-- begin RECORDED DATA --

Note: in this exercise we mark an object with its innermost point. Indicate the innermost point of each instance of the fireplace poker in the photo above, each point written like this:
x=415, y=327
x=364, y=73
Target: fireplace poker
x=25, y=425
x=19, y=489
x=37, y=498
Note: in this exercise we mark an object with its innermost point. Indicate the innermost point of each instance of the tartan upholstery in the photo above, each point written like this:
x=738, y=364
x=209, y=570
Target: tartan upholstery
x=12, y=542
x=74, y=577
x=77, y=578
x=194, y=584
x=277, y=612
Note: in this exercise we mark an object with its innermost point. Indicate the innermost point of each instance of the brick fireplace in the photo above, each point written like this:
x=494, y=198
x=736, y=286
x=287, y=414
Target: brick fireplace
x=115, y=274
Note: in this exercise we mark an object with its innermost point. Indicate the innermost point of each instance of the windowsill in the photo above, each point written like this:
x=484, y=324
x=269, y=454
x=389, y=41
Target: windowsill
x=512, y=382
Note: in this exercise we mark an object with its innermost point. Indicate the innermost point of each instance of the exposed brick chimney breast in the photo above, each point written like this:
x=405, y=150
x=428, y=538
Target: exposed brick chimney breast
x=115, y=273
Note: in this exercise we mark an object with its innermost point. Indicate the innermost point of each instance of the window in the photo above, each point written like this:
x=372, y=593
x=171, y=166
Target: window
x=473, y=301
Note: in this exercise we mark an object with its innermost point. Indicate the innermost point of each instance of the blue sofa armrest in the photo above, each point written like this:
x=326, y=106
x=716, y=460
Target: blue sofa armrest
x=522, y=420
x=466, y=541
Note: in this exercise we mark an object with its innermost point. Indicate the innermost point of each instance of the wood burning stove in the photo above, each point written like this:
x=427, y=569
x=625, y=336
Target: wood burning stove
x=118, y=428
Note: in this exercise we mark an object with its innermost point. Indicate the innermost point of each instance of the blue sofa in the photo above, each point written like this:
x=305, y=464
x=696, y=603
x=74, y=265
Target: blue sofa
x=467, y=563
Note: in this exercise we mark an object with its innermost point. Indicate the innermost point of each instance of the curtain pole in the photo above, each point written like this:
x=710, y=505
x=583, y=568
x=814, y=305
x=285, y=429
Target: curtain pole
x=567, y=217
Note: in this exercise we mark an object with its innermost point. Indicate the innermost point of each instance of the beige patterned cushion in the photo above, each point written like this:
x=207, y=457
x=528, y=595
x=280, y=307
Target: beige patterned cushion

-- end RECORDED DATA --

AIM OF THE TASK - Rewrite all of the records above, changing each "innermost point" to "central point" and leaving everything else as it is.

COMPLETED TASK -
Note: in this exercise we mark an object with its central point. Indicate the central point of each instance of the fireplace poker in the photo above, each point written like this:
x=415, y=327
x=364, y=73
Target: fireplace poker
x=25, y=425
x=19, y=489
x=37, y=498
Note: in this exercise we mark an object with its central point. Indicate the central point of each instance of the tartan upholstery in the photo above, each point written like this:
x=738, y=364
x=209, y=570
Target: tartan upholstery
x=12, y=542
x=74, y=577
x=77, y=578
x=194, y=584
x=277, y=612
Note: in this exercise we mark an object with its central point. Indicate the central point of each instance of the brick fireplace in the photo above, each point written like this:
x=494, y=198
x=736, y=286
x=287, y=414
Target: brick fireplace
x=115, y=274
Note: in this exercise we mark an object with its central point. Indicate the central point of each instance of the windowsill in the photo above, each point written like this:
x=484, y=324
x=269, y=454
x=389, y=41
Target: windowsill
x=512, y=382
Note: in this exercise we mark an object with its central point. Indicate the central point of each instance of the exposed brick chimney breast in the photo above, each point written like this:
x=405, y=150
x=428, y=538
Target: exposed brick chimney breast
x=115, y=273
Note: in this exercise we mark an object with its central point. Indicate the central point of each instance of the window in the photo above, each point written like this:
x=372, y=593
x=171, y=166
Target: window
x=473, y=301
Note: in this exercise we mark an object with its central point. Indicate the central point of each instance of the blue sofa armrest in the photo above, each point written like this:
x=326, y=106
x=716, y=460
Target: blue sofa armrest
x=522, y=420
x=466, y=541
Note: in this exercise we mark an object with its central point. Indicate the central point of each instance of the wood burning stove in the photo above, each point written like this:
x=427, y=569
x=625, y=336
Target: wood burning stove
x=118, y=428
Note: in this exercise we mark an object with its central point. Indicate the central point of each instance of the blue sofa in the photo above, each point written like this:
x=305, y=464
x=696, y=603
x=74, y=265
Target: blue sofa
x=467, y=563
Note: in this exercise we mark an object with its central point. Indicate the central point of each instance of the curtain pole in the photo above, each point written like this:
x=710, y=505
x=583, y=568
x=814, y=305
x=285, y=429
Target: curtain pole
x=567, y=217
Note: in this exercise we mark an object with its central point. Indicate the central point of each instance of the beige patterned cushion in the photo above, each point written like this:
x=207, y=457
x=528, y=595
x=280, y=307
Target: beige patterned cushion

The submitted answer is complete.